GIVEN TEXT:
The end of the braid on the reel is tied into a loop using a bimini twist that is connected to a wind-on leader. The wind-on, a standard configuration in the world offshore fishing for swordfish, marlin and big tuna, is composed of a hundred feet of 250-to-300-pound mono that can be cranked, passing through the rod tips, onto the reel.
Somewhere up the line is fashioned a wax loop, onto which is clipped the weight that holds the bait in position. The wind-on ends in a crimp that attaches to a barrel swivel. On the other end of the swivel, a leader that terminates in a rigged squid or belly bait sewn onto a big hook.
Above the hook are attached a couple small, moisture-activated LED lights that alternatively broadcast reds, blues and greens. These serve to attract the swordfish to the bait.
The buoy rod is made to drift behind the boat, the buoy ultimately floating far enough back to keep it clear of the tip rod. Under the strain of the ball weight, the buoy sits vertically. When the buoy slacks or sits on its side (the result of a fish hooking itself and swimming upwards, relieving downward force exerted by the weight), or starts moving away, that means swordfish.
The buoy keeps the bait suspended above the bottom structure, allowing you to fish different aspects of the water column. It also allows you to displace this bait behind the boat, preventing it from being tangled with the rod that is fished on the bottom. Tangling two lines, each with 1,000 yards of 80-pound braid out, is a miserable (and expensive) proposition.
The second rod is deployed to the bottom in much the same fashion, only without the buoy. It takes a while for the bait to get to the bait makes the bottom—you can tell when the line stops coming out of the reel and you can feel a thud. When it’s there, the angler then cranks the reel a few times and the bait is in position.
From there, it’s a matter of watching the rod tip. In this way, swordfishing is sort of a kin to many other types of fishing with bait, just on a larger scale than most others.
Sometimes the bite takes the form of a series of taps. Sometimes the rod tip doubles over, nearly touching the surface of the ocean.
When there’s a tap, the angler might take the bait away from the fish by reeling or dropping back. The idea is to mimic what a swordfish might expect from its prey. The drop back is a falling fish or squid, drifting after having been whacked by a sword. The cranking imitates a bait that is trying to escape the jaws of death.
This dance between the angler and swordfish has a certain charm. It is interactive. Kinda like bugling to a bull elk or calling a turkey. Cat and mouse type stuff, like giving figure eights to a muskie that chases your lure to the side of the boat.
While there is charm in inducing a bite out of a series of taps, most people prefer the no doubter. Thump, thump, whack!
The rod tip arches toward the surface of the waves and does not return skyward. This is often accompanied by the squeal of drag, an engaged clicker. There are usually a pile of exclamations coming from the people on the boat, too.
When this happens, it’s the angler’s job to get tight on the fish and stay that way. On the Let it Ride, and other sportfishers equipped with fighting chairs, the angler gains tension in the rod holder before transitioning to the chair. You usually reel down until the fish starts taking drag. Under the strain of a swordfish pulling 12 or 15 pounds of drag, the rod can be difficult to take out of the rod holder.
Awesome.
Then comes one of swordfishing’s greatest charms. You never really know what you’ve hooked or how large it might be.

TO BE DONE:
Continue the swordfishing passage, picking up right after its last sentence.

PROVIDED MATERIAL:
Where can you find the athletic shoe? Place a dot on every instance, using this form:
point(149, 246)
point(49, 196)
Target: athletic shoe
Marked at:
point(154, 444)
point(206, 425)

EXERCISE OUTPUT:
If you are fishing for largemouth bass and you hook something on a jig that you’ve flipped, you’re looking at something between the range of a little less than one to, if you are the luckiest person you know, maybe 15 pounds. In all likelihood, no matter how it plays out, the fight will probably run its course within 5 minutes or so.
When antagonizing some mystery, dinosaur-looking sea monster at a depth of 1800’, there’s no telling what you’re in for. It could involve winching up a 20-pound pup swordfish or a 500-pound behemoth. It could also be some other crazy looking creature from the depths or a big eye thresher shark, the top lobe of whose tail fin could be eight feet long.
For this reason, it’s generally a good idea to keep yourself fed and hydrated when you’re swordfishing. Any given bite could produce a fight of an hour (or four hours) or more. You never know with what kind of creature you have tangled.
The Night Time Set Up
At night we fished two rods. Each was a Shimano Tiagra 80-wide spooled with 80-pound mono. The terminal end of the line attached to wind-on leader. The end of the wind-one was crimped to a barrel swivel that is crimped to a leader that ends in a rigged squid.
The sewing skills of experienced swordfish captains could make a seamstress blush.
A fluorescent green glow stick and a weight are attached to the line. One attracts swordfish (many of the creatures that swim in lightless waters of the depths broadcast some form of bioluminescence), the other keeps the bait down.
The first rod to be deployed is the deeper of the two. Just how deep largely depends on moon phase. The second rod is fished shallower, and closer to the boat. The clickers are engaged and each of the rods are placed in holders on the same side of the boat, in accordance with the drift.
The rods are set before dinner. Sometimes you grill offshore. Sometimes dinner is casserole or lasagna, or tacos. Hot food offshore is a perk of fishing on a sportfisher.
As the sun fades beneath the horizon, the underwater lights come on. The sensation of fluorescent blue illuminating the seas upon which you float is mesmerizing. If the night is clear, there are lots of stars out here (unless you’re tuna fishing in the lights of oil rigs). You never know what will show up in the lights—flying fish, squid, baby dolphinfish, if you’re lucky yellowfin tuna or swordfish.
The drift is planned and the rotation for watches is set. Throughout the night there is always someone awake with the rods, watching the boat.
If the action starts when only one person is awake, he’ll get tight on the fish and then run and bang on the windows or open the door, hollering into the salon to enlist some help from his sleeping buddies. Once the other line is cleared, the diesels engage to follow the fish. This wakes everyone.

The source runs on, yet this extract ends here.